Exercise goal:
Turn the rows into a numbered list, beginning with the first line of the rows and ending with the line that contains "(603, 1203)". Skip any blank lines and leave the pictures out.

Pointing dataset records

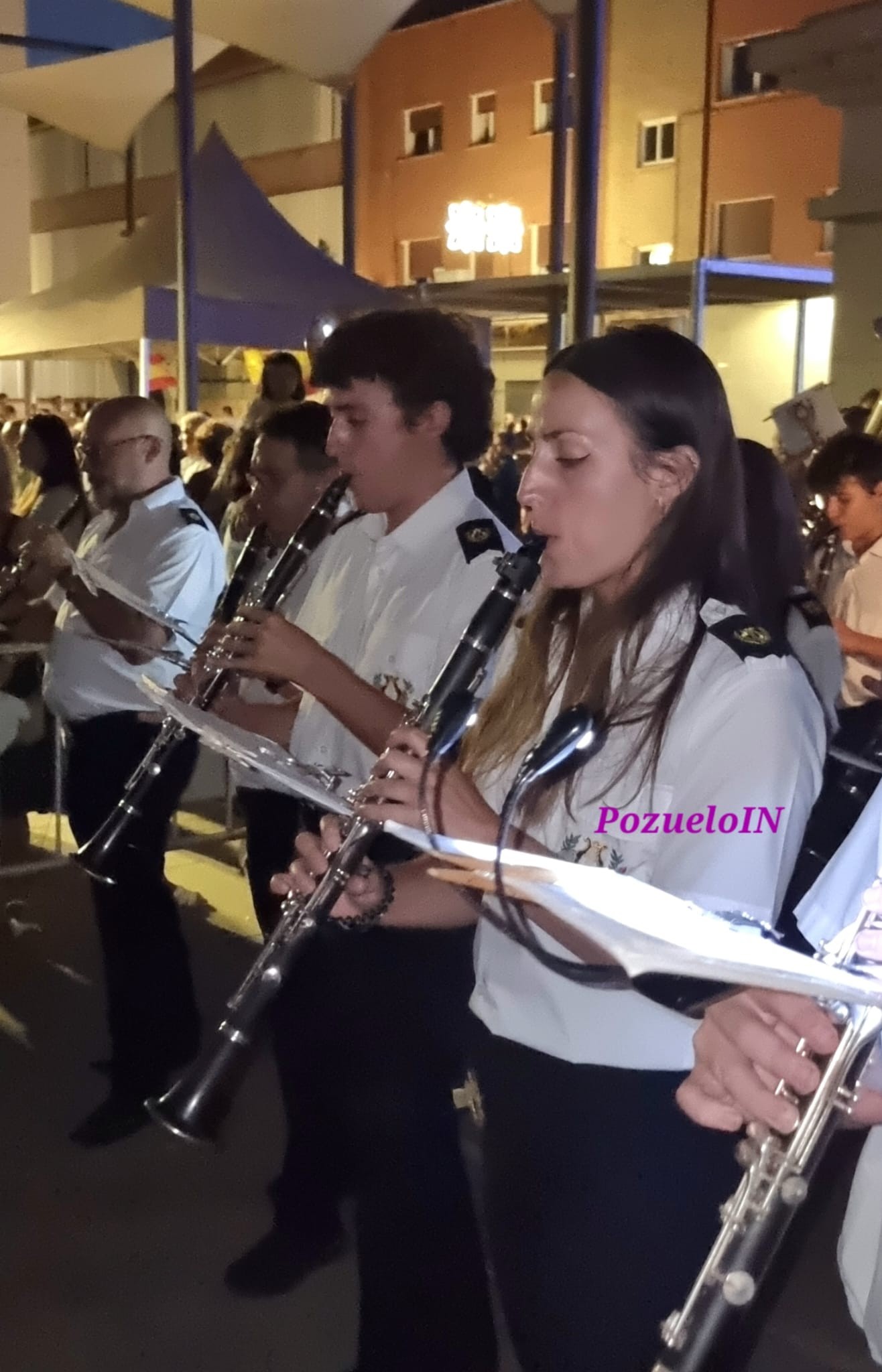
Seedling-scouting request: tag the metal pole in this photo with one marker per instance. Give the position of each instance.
(129, 192)
(58, 780)
(590, 50)
(350, 153)
(799, 356)
(706, 133)
(557, 232)
(188, 357)
(700, 299)
(143, 366)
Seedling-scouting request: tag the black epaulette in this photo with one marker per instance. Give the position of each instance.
(747, 638)
(347, 519)
(810, 608)
(479, 535)
(191, 517)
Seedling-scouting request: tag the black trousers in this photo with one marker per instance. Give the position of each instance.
(309, 1187)
(151, 1008)
(371, 1038)
(603, 1203)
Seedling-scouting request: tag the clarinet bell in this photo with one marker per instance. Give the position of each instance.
(196, 1106)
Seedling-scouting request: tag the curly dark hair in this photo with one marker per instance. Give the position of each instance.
(845, 454)
(305, 427)
(424, 357)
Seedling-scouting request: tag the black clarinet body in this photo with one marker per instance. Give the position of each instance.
(198, 1105)
(98, 855)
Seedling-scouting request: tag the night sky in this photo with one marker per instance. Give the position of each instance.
(110, 23)
(426, 10)
(102, 23)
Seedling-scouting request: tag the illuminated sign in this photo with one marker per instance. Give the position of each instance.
(485, 228)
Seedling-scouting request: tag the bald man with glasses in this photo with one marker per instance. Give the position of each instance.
(155, 544)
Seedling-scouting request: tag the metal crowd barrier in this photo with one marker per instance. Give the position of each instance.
(212, 781)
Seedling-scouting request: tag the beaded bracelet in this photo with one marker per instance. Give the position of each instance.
(371, 918)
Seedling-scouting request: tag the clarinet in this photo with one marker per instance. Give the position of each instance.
(778, 1170)
(196, 1106)
(272, 588)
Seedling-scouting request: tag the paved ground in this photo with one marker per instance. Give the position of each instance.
(111, 1260)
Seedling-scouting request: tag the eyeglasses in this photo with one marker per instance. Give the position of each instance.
(86, 450)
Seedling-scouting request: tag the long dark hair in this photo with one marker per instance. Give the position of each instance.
(671, 397)
(61, 467)
(777, 555)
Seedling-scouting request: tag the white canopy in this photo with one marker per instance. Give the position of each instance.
(259, 283)
(102, 99)
(327, 40)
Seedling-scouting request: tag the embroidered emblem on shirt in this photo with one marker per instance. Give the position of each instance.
(810, 608)
(479, 535)
(592, 852)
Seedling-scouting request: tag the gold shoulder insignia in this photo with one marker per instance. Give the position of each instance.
(747, 640)
(478, 537)
(753, 637)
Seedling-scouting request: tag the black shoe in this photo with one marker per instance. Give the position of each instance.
(280, 1260)
(119, 1117)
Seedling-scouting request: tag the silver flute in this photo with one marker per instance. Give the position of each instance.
(198, 1105)
(778, 1170)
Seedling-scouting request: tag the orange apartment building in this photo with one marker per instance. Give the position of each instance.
(453, 110)
(771, 151)
(460, 109)
(698, 155)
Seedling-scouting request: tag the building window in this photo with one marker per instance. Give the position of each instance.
(745, 228)
(483, 119)
(657, 141)
(423, 131)
(422, 260)
(544, 105)
(656, 254)
(737, 78)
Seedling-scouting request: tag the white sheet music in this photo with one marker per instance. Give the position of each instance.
(648, 931)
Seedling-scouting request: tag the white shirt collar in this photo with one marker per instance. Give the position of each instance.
(442, 510)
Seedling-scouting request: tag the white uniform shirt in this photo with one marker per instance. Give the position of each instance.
(833, 902)
(168, 555)
(858, 600)
(393, 607)
(253, 689)
(747, 732)
(815, 644)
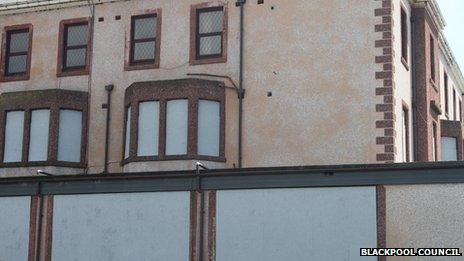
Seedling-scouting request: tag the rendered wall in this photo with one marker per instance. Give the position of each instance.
(14, 228)
(135, 226)
(316, 57)
(295, 224)
(422, 216)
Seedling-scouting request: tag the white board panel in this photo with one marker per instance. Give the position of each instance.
(120, 227)
(14, 228)
(295, 224)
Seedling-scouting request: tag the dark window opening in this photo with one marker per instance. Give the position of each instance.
(143, 39)
(209, 33)
(75, 46)
(17, 52)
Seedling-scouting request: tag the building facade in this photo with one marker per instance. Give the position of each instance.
(130, 86)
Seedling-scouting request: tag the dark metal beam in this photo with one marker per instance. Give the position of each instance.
(257, 178)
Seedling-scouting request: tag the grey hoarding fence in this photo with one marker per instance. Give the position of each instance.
(253, 178)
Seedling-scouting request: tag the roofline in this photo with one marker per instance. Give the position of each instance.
(433, 9)
(27, 6)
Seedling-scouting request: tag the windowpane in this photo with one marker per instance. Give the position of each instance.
(70, 136)
(211, 22)
(77, 35)
(449, 149)
(210, 45)
(75, 57)
(144, 51)
(208, 127)
(176, 127)
(148, 131)
(145, 28)
(38, 145)
(13, 136)
(19, 42)
(17, 64)
(127, 141)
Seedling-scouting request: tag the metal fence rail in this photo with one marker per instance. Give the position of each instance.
(253, 178)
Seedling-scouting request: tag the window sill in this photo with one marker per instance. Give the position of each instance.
(72, 73)
(405, 63)
(222, 59)
(15, 78)
(173, 158)
(134, 67)
(43, 164)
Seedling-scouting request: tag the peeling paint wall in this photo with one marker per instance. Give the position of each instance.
(316, 57)
(403, 79)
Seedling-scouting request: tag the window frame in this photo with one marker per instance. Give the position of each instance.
(406, 134)
(53, 100)
(62, 70)
(432, 59)
(7, 30)
(129, 63)
(404, 38)
(192, 90)
(446, 93)
(195, 10)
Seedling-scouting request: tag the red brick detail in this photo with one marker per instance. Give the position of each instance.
(386, 86)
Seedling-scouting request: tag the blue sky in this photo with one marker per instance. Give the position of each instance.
(453, 11)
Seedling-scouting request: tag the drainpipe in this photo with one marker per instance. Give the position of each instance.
(241, 3)
(107, 106)
(414, 88)
(91, 6)
(39, 221)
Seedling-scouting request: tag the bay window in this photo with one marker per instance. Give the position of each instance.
(43, 128)
(174, 120)
(39, 133)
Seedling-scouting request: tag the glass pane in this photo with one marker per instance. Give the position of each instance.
(148, 130)
(449, 149)
(127, 142)
(38, 146)
(70, 136)
(17, 64)
(145, 28)
(77, 35)
(144, 51)
(210, 45)
(75, 57)
(19, 42)
(211, 22)
(209, 121)
(13, 136)
(176, 127)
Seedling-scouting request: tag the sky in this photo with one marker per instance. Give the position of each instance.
(453, 11)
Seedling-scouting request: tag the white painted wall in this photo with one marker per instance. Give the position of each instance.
(112, 227)
(14, 228)
(295, 224)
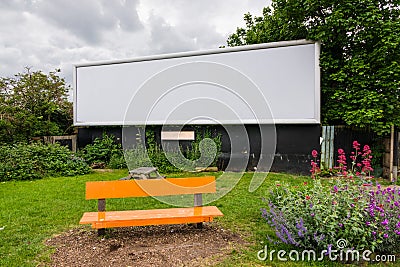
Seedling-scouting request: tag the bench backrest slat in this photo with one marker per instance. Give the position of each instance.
(151, 187)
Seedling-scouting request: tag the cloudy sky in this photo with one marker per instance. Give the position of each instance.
(50, 34)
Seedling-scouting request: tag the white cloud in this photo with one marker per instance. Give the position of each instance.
(49, 34)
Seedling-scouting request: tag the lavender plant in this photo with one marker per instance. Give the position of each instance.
(316, 216)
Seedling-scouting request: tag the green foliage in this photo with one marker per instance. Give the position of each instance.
(202, 152)
(33, 104)
(35, 161)
(104, 151)
(317, 216)
(360, 54)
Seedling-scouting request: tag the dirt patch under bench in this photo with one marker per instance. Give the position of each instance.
(170, 245)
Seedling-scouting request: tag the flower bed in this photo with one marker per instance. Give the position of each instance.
(350, 207)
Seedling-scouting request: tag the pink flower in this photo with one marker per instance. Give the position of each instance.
(356, 145)
(314, 153)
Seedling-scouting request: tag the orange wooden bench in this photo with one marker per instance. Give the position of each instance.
(103, 190)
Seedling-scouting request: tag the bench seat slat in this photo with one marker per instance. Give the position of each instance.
(150, 217)
(151, 187)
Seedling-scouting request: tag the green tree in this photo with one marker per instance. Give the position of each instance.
(33, 104)
(360, 54)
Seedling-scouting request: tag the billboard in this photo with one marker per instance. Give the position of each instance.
(274, 83)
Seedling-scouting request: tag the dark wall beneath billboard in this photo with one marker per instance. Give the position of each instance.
(294, 144)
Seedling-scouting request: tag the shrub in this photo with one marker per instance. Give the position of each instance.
(37, 160)
(316, 216)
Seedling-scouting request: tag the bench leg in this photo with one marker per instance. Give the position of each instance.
(101, 231)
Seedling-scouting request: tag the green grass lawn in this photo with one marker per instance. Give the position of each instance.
(33, 211)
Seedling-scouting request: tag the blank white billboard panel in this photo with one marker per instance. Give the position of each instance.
(257, 84)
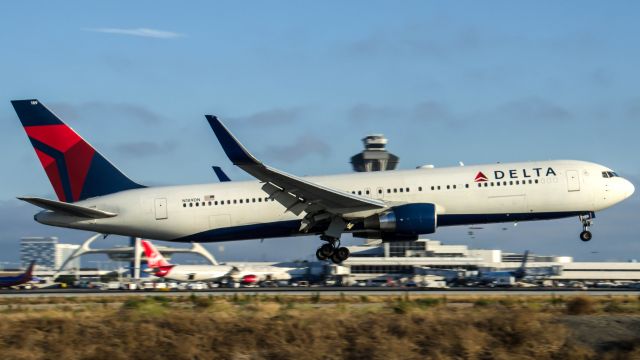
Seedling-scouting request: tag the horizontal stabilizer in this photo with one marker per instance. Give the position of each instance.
(220, 174)
(66, 208)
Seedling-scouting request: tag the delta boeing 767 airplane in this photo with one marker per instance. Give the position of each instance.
(399, 205)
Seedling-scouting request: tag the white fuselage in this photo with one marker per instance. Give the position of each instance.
(241, 210)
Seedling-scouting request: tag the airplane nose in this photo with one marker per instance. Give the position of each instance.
(629, 189)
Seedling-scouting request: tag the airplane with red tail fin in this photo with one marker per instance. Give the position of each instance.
(10, 281)
(396, 205)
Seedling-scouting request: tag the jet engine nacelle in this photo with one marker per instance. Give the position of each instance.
(405, 220)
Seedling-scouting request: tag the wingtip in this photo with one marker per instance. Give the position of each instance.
(235, 151)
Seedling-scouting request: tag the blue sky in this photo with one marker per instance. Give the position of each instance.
(301, 82)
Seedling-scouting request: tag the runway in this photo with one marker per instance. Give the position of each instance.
(325, 291)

Exercise output:
1. Seedling-scouting request: tag the metal pole in this photo with one marker per instance. Give the position of each instance.
2. (129, 192)
3. (58, 780)
4. (590, 50)
5. (350, 153)
6. (799, 356)
7. (706, 133)
8. (557, 232)
9. (188, 357)
10. (700, 299)
11. (143, 366)
12. Seedling-scouting request: tag the black epaulette in this photo with one marker per instance. Give the position of each instance.
13. (747, 638)
14. (347, 519)
15. (810, 608)
16. (479, 535)
17. (191, 517)
18. Seedling-scouting request: tag the black trousers in this photo with one marker per instance. Give the position of each instance.
19. (309, 1187)
20. (151, 1008)
21. (371, 1038)
22. (603, 1203)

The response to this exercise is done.